ABOUT THIS TASK: Find the line that contains "Place one point per instance of the green stem." in the entries below. Output it and each later line exactly, and nothing else.

SOURCE RECORDS:
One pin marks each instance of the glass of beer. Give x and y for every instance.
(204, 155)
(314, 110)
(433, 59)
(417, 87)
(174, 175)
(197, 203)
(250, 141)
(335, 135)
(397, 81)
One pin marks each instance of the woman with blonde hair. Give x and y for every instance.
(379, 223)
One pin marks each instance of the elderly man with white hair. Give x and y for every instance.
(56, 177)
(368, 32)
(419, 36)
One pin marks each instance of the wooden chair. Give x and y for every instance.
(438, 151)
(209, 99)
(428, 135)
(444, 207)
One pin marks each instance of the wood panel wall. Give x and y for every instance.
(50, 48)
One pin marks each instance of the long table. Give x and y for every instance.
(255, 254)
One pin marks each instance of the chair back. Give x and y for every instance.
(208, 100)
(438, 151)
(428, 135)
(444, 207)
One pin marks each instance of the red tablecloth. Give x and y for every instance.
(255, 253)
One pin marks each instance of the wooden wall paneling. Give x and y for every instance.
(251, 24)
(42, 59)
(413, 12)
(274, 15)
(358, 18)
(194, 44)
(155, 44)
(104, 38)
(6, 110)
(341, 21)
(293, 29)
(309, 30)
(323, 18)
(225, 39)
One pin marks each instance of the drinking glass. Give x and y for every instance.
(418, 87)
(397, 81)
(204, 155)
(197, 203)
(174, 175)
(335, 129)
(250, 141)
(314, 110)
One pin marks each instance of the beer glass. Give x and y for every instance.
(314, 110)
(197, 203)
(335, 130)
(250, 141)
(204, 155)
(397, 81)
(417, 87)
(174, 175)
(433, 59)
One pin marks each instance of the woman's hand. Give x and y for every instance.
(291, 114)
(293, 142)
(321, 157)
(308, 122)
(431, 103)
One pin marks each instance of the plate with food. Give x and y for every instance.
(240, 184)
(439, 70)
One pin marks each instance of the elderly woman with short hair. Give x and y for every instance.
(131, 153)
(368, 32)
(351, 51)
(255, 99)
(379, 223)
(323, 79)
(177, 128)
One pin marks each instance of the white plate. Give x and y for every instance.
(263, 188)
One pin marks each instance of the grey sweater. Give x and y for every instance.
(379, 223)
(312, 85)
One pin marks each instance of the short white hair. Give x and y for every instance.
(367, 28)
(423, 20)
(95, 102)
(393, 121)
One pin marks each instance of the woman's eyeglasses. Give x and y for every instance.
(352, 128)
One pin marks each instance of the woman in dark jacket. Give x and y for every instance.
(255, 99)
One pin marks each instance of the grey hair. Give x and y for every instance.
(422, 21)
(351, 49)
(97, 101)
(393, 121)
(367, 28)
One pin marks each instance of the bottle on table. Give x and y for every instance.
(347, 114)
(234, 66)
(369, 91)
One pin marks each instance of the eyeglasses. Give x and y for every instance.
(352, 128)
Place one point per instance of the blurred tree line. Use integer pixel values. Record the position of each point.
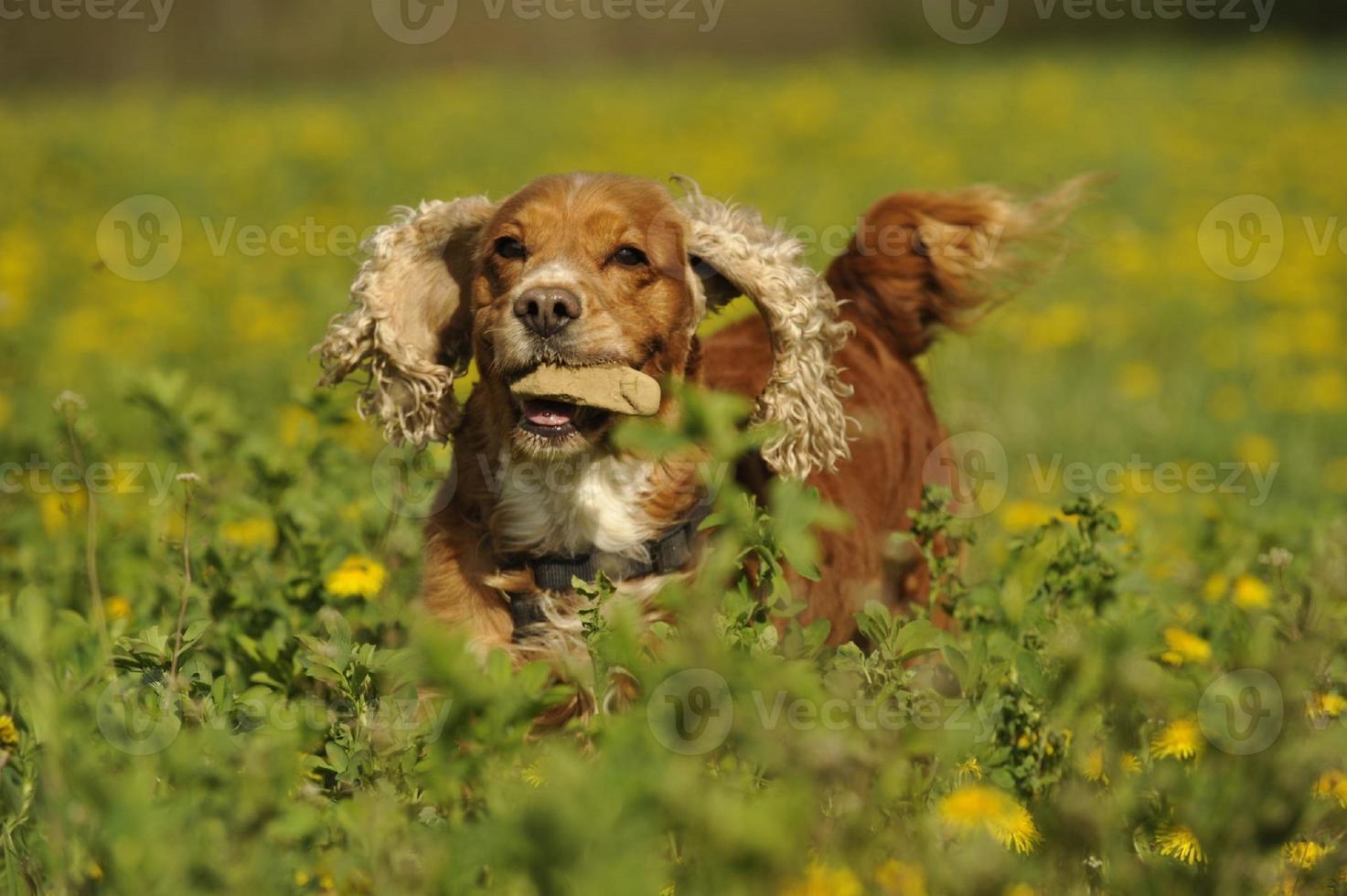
(63, 40)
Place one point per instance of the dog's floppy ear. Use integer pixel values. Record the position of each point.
(733, 252)
(410, 330)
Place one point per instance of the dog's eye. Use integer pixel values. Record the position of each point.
(629, 256)
(509, 248)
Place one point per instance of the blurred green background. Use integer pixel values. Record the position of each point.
(178, 218)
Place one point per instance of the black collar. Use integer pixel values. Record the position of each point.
(668, 552)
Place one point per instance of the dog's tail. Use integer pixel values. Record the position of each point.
(923, 261)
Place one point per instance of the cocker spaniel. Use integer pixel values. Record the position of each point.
(574, 295)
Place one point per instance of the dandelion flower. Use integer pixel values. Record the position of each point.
(356, 577)
(986, 807)
(253, 532)
(1188, 647)
(116, 608)
(1252, 593)
(1332, 784)
(1181, 739)
(1304, 853)
(1093, 767)
(1178, 841)
(8, 731)
(968, 770)
(822, 880)
(900, 879)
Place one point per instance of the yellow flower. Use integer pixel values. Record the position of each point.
(1185, 647)
(1216, 586)
(1324, 705)
(900, 879)
(116, 608)
(1178, 841)
(1093, 767)
(967, 770)
(1252, 593)
(356, 577)
(1181, 739)
(1332, 784)
(981, 806)
(8, 731)
(820, 880)
(1021, 517)
(253, 532)
(1304, 853)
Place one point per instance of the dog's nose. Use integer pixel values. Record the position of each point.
(547, 310)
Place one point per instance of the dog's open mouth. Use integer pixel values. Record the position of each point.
(544, 417)
(560, 401)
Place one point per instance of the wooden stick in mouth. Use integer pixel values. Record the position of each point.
(612, 389)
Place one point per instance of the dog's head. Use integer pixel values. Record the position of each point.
(581, 271)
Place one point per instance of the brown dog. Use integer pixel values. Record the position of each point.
(587, 271)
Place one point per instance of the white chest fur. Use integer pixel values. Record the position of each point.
(572, 506)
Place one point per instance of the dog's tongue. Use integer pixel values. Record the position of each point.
(543, 412)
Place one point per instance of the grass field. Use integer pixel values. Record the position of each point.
(1150, 686)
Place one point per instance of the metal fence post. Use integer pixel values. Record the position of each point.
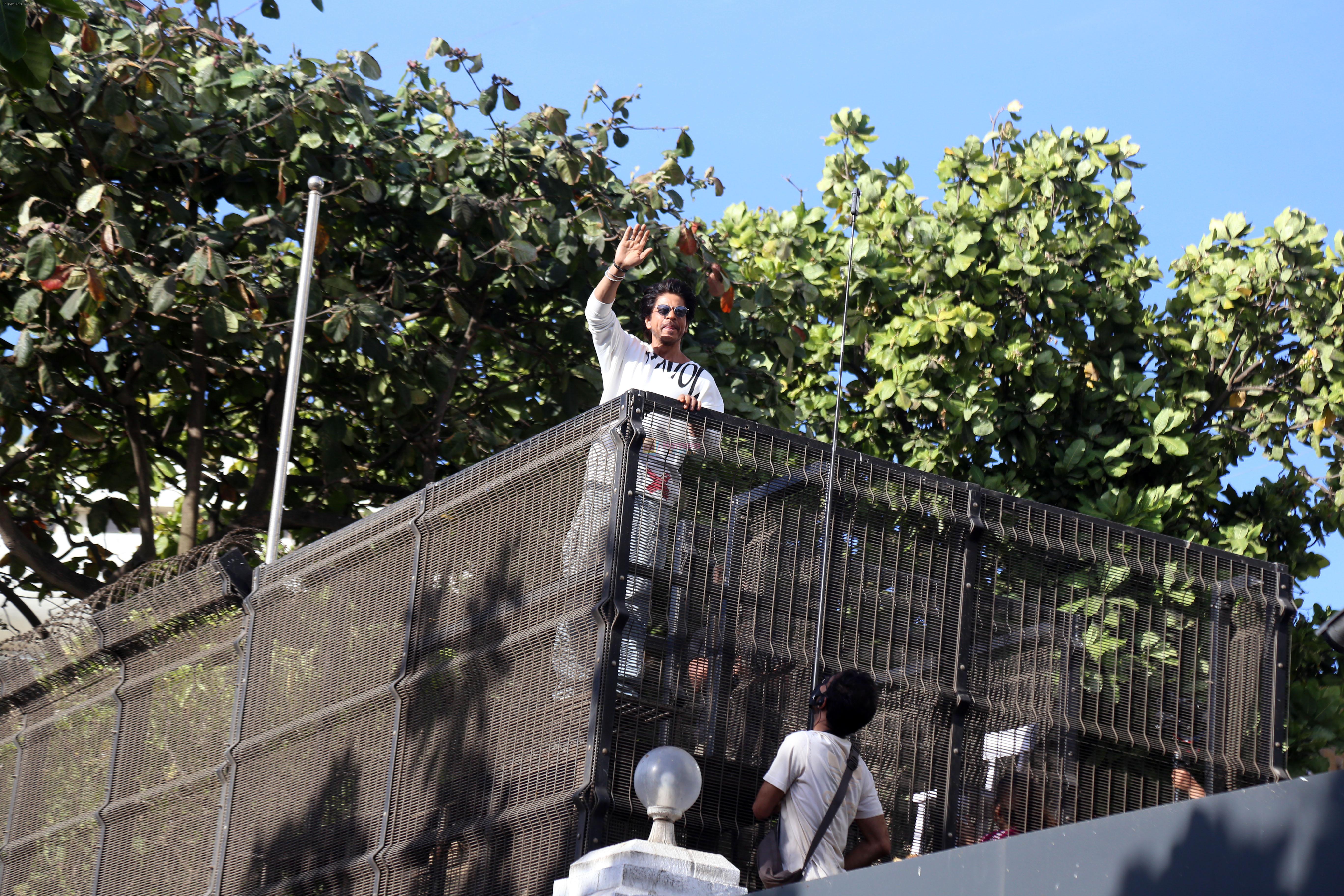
(112, 761)
(393, 687)
(590, 828)
(14, 795)
(1283, 644)
(229, 770)
(962, 698)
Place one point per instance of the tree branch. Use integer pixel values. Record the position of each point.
(46, 567)
(196, 441)
(433, 437)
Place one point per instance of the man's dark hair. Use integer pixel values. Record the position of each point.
(650, 297)
(851, 702)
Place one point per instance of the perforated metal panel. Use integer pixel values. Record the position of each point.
(116, 726)
(451, 696)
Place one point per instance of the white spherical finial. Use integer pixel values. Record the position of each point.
(667, 782)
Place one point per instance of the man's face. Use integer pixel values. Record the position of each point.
(669, 328)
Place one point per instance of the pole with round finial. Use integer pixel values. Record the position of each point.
(667, 781)
(296, 359)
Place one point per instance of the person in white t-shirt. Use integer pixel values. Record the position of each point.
(660, 367)
(806, 774)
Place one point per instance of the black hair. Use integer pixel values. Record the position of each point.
(650, 297)
(851, 702)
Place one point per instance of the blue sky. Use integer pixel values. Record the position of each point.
(1236, 104)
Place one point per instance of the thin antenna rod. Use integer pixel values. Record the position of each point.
(835, 449)
(296, 359)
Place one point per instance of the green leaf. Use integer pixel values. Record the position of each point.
(113, 100)
(1164, 421)
(197, 268)
(522, 252)
(568, 163)
(369, 66)
(25, 350)
(28, 304)
(163, 295)
(338, 326)
(232, 158)
(1074, 453)
(14, 390)
(91, 328)
(489, 98)
(14, 29)
(557, 120)
(68, 9)
(72, 306)
(683, 144)
(80, 432)
(1174, 445)
(89, 199)
(41, 258)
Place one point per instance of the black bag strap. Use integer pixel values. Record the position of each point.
(851, 764)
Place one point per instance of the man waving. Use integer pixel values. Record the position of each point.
(666, 308)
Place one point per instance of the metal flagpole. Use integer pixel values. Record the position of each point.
(296, 359)
(835, 452)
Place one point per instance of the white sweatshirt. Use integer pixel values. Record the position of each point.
(627, 363)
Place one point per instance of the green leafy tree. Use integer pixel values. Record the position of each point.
(154, 187)
(154, 190)
(1003, 338)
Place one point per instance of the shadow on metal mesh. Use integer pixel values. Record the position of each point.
(451, 695)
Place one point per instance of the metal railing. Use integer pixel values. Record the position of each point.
(451, 695)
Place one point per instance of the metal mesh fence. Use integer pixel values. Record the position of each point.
(451, 696)
(115, 726)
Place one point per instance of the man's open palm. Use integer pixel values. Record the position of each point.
(634, 246)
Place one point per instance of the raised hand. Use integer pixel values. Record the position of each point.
(634, 248)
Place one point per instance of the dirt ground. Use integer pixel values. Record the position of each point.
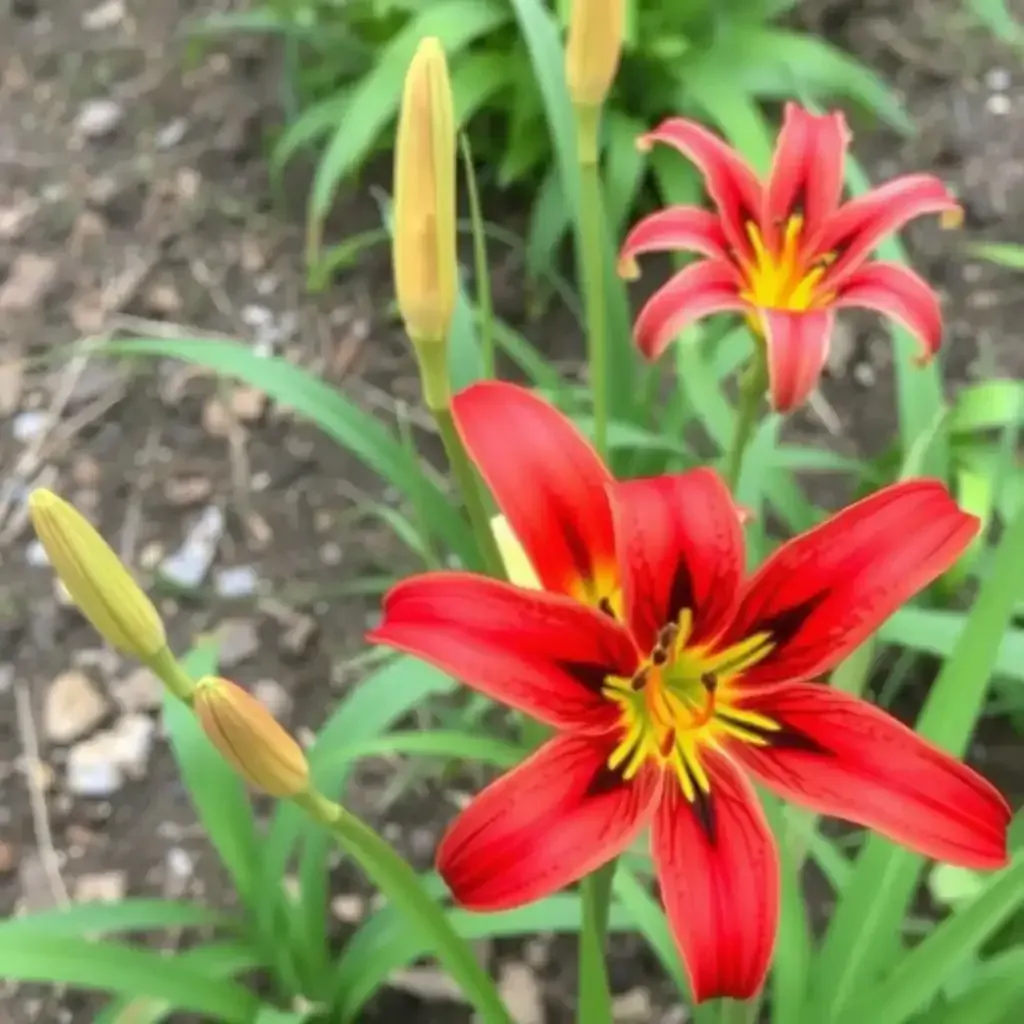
(134, 201)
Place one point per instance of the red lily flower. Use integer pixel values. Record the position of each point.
(676, 680)
(784, 252)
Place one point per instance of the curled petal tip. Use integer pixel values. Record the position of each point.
(629, 268)
(951, 218)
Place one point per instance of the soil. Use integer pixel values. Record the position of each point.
(134, 201)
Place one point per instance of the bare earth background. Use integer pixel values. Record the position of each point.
(134, 201)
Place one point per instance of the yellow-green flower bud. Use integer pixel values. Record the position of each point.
(424, 225)
(250, 738)
(96, 580)
(595, 44)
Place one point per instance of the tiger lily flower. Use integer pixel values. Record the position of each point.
(785, 253)
(671, 681)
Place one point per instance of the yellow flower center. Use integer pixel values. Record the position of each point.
(779, 279)
(682, 697)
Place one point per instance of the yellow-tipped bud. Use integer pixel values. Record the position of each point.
(424, 227)
(595, 44)
(518, 568)
(95, 578)
(250, 738)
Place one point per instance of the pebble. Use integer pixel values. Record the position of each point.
(274, 697)
(238, 640)
(30, 425)
(239, 581)
(98, 767)
(103, 887)
(188, 565)
(98, 118)
(521, 993)
(73, 708)
(139, 690)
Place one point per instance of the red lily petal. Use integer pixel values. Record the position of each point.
(545, 824)
(718, 867)
(542, 653)
(686, 228)
(729, 180)
(862, 222)
(825, 591)
(697, 291)
(841, 756)
(807, 171)
(548, 481)
(680, 546)
(897, 292)
(798, 348)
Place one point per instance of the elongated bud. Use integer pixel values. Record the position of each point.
(424, 230)
(250, 738)
(595, 44)
(96, 580)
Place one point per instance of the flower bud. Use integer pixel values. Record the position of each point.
(595, 44)
(424, 228)
(250, 738)
(95, 578)
(518, 568)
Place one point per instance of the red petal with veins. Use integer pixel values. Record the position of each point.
(841, 756)
(718, 867)
(547, 480)
(863, 222)
(680, 546)
(897, 292)
(798, 348)
(825, 591)
(807, 173)
(697, 291)
(729, 180)
(544, 654)
(685, 228)
(556, 817)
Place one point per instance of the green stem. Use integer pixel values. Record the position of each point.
(594, 999)
(472, 494)
(752, 389)
(480, 262)
(396, 880)
(591, 259)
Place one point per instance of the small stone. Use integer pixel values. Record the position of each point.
(171, 134)
(188, 565)
(238, 640)
(74, 707)
(521, 993)
(632, 1007)
(29, 280)
(140, 690)
(105, 15)
(98, 118)
(30, 425)
(104, 887)
(239, 581)
(297, 639)
(274, 697)
(348, 907)
(183, 491)
(248, 403)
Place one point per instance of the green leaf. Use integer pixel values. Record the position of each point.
(866, 923)
(217, 960)
(339, 418)
(109, 967)
(126, 915)
(375, 99)
(920, 976)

RESPONSE AREA:
Place one point per instance of the green stem. Use integer pixel values. Record the position of each point.
(594, 999)
(472, 494)
(752, 389)
(480, 262)
(396, 880)
(591, 259)
Place one point per instance of the small stone. Use integer pixel values. Record the position of each point.
(171, 134)
(188, 565)
(238, 640)
(74, 707)
(521, 993)
(632, 1007)
(29, 280)
(140, 690)
(105, 15)
(98, 118)
(30, 425)
(104, 887)
(239, 581)
(297, 639)
(274, 697)
(348, 907)
(183, 491)
(248, 403)
Place one point per instance of the green leaf. Use integer pixel values. Record the position of each point.
(866, 923)
(217, 960)
(339, 418)
(109, 967)
(126, 915)
(375, 99)
(920, 976)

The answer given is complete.